- What you have to do
Output the data below verbatim and in full, leaving out the pictures.

- Available data
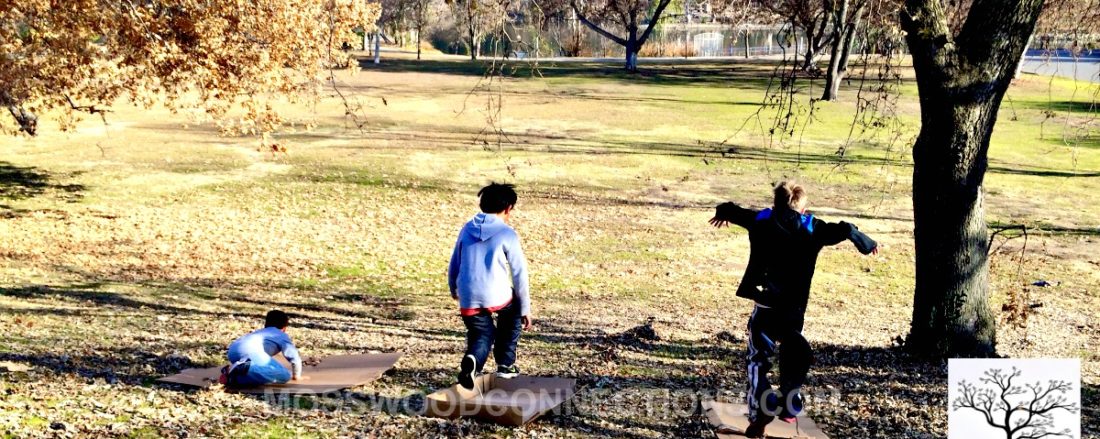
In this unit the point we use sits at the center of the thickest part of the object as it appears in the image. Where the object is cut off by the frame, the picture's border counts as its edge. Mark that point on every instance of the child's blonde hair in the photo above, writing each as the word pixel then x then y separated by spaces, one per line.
pixel 790 195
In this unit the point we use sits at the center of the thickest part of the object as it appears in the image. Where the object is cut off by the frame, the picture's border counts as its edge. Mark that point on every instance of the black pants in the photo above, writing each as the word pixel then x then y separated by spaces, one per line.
pixel 503 337
pixel 768 330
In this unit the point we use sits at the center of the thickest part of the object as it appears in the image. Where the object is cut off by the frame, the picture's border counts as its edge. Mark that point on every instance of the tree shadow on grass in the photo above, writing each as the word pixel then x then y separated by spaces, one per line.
pixel 740 74
pixel 138 365
pixel 89 293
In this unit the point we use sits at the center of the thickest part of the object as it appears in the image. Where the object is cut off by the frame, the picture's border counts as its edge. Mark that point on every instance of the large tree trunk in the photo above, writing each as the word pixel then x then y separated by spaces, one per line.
pixel 961 81
pixel 950 306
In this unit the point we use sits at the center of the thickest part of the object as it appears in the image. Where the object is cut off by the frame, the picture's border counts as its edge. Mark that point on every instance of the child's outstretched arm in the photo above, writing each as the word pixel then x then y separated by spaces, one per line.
pixel 452 271
pixel 729 212
pixel 519 281
pixel 832 233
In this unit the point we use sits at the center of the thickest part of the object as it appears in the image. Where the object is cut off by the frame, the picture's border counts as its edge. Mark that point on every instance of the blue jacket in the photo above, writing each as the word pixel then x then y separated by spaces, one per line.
pixel 487 266
pixel 260 346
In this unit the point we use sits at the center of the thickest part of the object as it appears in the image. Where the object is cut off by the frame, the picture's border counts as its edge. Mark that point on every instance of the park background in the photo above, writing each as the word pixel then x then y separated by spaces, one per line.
pixel 142 241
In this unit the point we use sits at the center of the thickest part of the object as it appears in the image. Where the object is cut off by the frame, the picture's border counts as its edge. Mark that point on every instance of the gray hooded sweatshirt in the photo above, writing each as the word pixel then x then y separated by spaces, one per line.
pixel 487 266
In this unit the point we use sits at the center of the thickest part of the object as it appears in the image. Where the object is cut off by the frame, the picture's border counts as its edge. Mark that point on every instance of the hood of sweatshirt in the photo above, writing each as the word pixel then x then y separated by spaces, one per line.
pixel 484 227
pixel 789 221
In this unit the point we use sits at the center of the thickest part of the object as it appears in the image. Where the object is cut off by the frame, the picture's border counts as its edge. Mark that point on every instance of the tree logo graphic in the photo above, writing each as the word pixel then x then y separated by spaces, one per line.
pixel 1014 398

- Complete response
In this unit the point we use sits at the center of the thickest part of the object as it appears in the image. Where the object is cut off by the frame, the picture's border counts as its edge. Mark that point on every instance of the child's blonde hair in the photo above, writing each as the word pixel then x then y separated by spaces, one per line.
pixel 790 195
In this unit the point we use sits at the center of the thickest part of the object as it appears in the image. Where the object is cut off by the frame, the picture's border counts as its edge. Mark that point on every instance of the black pants in the photo above, writing each as the word pixel then x then y separated by spaces, one per line.
pixel 503 337
pixel 768 330
In this unit the point we use sits at the center of the thickest part of the object as it appears in the image. Where the object is cut off by the frame, the picture's border counts as its edge. Mark that point on every instance of the tree shadow on grass in the photo above, writing each as the word pixel then x then y separated by spaces, one per line.
pixel 740 74
pixel 138 365
pixel 89 293
In this unit the point we use sits at the center of the thickest part of the object as it appears in the image. Where the object is cut off by the frame, the picture's border counts as its edge. Mark that point on every instance of the large tree trunk in the photo above, writing each as the word pixel then x then y separated by spaces, one per line.
pixel 961 81
pixel 950 306
In this unit the point we use sits at the center of the thickest part of the object as it appears in the image. Where the object is cut off by the frame, the picture's border counts as its edge. Mark that point on every instance of the child's outstretched arm in the photo above, writing each as the word pixel then x then y separated by spaces, one per line.
pixel 452 271
pixel 729 212
pixel 519 281
pixel 832 233
In this unit the point we use sits at the center of the thickest part of the object as it appears in the image. Where the object is cut off by the frame, the picture's border counts as its edge. Mark that point on every instance of the blue jacket in the photo above, writing each as the word pixel then x then y separated by spaces, one per line.
pixel 487 266
pixel 260 346
In this unit the point we use sits at the center of the thickest part of the object as it appears in the image. Where the object is cut off by the frame, the picture's border counts as its edge. Mark that point on every instance of the park background in the photo above, writing each as the word pixel then x then y separated by spaces, one per line.
pixel 142 241
In this unit the point we use sits at the center of the thickest part of the object as it appears in the image. Where the object is cut off by the frame, the picture's border counts as its edge. Mark that point on every instance of the gray hooded sweatshirt in the photo above, writing each as the word pixel then x then y separated by spaces, one per line.
pixel 487 266
In this unit the point we use sits at the center of the thickest part of the object as it appears in the image. Where the object is cut off by the frame, the picture's border counts as its edge. Mark that point on every instance of the hood of sweatshirt in the photo above, writing each as the word pixel then x then y separated by spaces, one per line.
pixel 484 227
pixel 789 221
In this unit the point we use sits at the center of the thickest part of the object as it appears in the image. Where the object is cut off by the frame, the picture's border counts as its edge. Mark that point on every instance of the tree logo graphic in the photo above, writing each as the word pixel then x then y separated by spaces, one per line.
pixel 1014 398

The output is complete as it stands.